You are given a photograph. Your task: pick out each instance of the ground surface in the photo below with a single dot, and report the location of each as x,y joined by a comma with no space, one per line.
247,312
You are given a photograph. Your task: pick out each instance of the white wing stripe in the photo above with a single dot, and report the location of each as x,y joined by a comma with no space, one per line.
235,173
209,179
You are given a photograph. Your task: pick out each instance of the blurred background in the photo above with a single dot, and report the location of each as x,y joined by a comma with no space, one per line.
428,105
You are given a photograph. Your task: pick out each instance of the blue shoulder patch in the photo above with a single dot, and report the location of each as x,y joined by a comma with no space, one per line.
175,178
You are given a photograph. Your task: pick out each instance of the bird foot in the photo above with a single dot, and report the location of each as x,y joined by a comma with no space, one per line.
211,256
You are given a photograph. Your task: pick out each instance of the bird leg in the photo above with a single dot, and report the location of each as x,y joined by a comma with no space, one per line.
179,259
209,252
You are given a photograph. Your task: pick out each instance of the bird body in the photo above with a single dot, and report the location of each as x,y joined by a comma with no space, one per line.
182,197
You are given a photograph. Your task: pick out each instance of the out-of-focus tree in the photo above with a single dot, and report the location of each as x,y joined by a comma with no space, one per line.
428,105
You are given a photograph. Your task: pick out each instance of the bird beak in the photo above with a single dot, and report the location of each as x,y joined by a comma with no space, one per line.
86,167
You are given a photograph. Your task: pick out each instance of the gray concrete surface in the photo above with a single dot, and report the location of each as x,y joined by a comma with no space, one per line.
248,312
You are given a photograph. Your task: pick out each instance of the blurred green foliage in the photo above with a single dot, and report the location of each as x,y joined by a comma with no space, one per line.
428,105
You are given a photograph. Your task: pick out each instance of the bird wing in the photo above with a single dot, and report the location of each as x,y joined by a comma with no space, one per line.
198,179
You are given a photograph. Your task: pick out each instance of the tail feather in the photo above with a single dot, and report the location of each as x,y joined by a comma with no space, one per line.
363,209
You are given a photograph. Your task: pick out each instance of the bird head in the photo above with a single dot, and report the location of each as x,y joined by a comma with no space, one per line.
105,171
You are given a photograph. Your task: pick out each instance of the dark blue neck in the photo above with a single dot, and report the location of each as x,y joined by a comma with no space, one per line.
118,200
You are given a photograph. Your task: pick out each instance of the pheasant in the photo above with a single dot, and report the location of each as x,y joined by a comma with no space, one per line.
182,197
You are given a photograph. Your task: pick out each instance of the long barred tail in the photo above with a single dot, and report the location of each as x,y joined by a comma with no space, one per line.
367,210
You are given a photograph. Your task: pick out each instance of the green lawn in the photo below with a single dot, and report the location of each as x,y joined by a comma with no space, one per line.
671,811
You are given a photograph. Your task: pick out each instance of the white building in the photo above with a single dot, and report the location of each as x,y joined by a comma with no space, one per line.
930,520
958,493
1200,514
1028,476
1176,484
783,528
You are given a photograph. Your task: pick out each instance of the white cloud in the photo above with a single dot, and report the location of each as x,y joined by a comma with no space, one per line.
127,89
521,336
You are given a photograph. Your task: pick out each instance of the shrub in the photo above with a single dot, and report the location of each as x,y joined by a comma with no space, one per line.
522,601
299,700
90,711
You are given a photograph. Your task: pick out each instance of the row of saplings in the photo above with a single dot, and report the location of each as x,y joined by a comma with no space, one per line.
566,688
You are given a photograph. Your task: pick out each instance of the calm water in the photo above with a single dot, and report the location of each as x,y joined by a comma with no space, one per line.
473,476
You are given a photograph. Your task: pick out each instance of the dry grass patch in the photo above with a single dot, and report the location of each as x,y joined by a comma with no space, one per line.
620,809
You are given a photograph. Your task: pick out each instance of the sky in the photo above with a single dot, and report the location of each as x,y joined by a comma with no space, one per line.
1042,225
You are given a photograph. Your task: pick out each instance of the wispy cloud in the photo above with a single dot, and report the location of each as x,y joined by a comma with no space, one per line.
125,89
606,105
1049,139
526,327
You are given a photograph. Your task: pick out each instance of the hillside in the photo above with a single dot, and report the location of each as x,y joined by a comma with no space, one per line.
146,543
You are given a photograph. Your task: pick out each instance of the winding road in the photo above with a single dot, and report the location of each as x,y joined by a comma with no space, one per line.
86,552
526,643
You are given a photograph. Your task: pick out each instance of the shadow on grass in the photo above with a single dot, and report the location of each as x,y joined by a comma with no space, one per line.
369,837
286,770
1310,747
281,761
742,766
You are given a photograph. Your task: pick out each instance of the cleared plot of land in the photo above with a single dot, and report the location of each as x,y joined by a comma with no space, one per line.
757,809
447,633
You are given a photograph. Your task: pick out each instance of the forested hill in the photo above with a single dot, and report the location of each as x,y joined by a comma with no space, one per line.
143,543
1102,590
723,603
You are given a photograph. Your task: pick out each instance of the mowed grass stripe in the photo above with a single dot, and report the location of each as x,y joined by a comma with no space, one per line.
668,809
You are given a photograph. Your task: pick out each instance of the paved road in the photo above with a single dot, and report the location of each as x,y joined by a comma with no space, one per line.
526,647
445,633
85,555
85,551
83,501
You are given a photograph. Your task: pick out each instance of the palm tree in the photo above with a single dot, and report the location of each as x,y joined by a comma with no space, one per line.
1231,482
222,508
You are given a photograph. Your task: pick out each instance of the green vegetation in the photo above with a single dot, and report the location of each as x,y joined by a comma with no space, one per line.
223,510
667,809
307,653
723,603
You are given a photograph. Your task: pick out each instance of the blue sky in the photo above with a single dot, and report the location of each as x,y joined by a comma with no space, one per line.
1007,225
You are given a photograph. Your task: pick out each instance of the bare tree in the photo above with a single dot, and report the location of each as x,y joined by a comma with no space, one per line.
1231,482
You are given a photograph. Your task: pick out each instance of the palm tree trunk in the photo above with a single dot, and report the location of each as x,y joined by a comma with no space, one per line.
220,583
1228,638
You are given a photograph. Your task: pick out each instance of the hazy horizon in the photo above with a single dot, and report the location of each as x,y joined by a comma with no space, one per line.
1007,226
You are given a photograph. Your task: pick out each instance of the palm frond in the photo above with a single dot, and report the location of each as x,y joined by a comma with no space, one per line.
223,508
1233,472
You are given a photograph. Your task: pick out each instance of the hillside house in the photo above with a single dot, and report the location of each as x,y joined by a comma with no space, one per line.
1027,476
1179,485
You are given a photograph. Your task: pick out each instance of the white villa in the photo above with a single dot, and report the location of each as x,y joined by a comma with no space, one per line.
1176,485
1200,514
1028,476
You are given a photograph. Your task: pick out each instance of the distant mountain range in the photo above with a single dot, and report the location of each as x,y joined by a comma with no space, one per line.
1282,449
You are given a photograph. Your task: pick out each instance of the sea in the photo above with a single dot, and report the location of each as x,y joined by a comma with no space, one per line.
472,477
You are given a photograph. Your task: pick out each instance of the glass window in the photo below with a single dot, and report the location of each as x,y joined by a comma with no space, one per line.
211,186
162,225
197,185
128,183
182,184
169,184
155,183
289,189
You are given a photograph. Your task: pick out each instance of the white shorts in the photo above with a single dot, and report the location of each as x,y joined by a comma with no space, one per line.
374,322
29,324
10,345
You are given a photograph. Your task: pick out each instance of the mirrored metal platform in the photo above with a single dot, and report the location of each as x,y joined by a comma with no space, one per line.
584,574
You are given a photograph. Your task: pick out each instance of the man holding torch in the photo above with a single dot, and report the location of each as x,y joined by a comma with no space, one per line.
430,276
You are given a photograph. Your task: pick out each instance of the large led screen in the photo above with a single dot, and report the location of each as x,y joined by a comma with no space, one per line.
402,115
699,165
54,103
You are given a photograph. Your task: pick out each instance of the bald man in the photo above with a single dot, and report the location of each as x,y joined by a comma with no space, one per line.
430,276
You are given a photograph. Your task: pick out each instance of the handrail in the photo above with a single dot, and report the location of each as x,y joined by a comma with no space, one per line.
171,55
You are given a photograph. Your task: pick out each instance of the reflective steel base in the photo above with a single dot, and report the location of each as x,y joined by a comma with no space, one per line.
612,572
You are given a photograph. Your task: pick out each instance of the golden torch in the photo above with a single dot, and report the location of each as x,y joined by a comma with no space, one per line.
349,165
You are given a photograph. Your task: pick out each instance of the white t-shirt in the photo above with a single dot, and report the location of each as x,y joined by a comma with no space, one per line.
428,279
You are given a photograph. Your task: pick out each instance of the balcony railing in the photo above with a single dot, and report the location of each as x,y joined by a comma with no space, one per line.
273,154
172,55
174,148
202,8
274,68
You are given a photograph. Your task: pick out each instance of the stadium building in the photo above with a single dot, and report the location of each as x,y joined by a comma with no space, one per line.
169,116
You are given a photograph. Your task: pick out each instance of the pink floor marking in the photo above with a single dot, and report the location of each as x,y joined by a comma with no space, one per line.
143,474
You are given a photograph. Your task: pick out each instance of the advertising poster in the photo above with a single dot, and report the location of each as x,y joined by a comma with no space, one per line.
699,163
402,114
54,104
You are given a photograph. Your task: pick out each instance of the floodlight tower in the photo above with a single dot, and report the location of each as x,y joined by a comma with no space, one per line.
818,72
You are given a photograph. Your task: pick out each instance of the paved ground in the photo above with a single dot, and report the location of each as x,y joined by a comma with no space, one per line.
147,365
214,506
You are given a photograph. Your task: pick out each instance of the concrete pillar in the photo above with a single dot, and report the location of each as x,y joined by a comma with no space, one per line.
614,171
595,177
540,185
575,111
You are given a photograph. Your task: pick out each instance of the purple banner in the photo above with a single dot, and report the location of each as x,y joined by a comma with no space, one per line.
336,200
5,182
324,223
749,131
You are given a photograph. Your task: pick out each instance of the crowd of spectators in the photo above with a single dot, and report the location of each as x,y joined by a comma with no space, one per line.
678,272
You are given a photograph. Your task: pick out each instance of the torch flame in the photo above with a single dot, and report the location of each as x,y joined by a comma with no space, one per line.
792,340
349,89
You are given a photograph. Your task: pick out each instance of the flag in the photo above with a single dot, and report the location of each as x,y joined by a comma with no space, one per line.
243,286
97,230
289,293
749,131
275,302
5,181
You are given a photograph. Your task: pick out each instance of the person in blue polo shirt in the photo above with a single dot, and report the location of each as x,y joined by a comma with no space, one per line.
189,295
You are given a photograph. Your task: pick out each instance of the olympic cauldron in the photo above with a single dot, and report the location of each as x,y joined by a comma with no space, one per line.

Short exercise -
Copy out the stretch from the line containing "of the person" through the end of the rows above, word for word.

Answer in full -
You are given a photograph. Your task: pick out each instance of the person in blue polo shirt in the photo above with a single dot, and report the location of each as x,y joined by a comma with no space, one per line.
189,295
You are given a photograph. Your task: pick out each instance of the olympic cauldron in the photo above with a single dot, and report the location of each as x,y joined by a comma with no space, one per line.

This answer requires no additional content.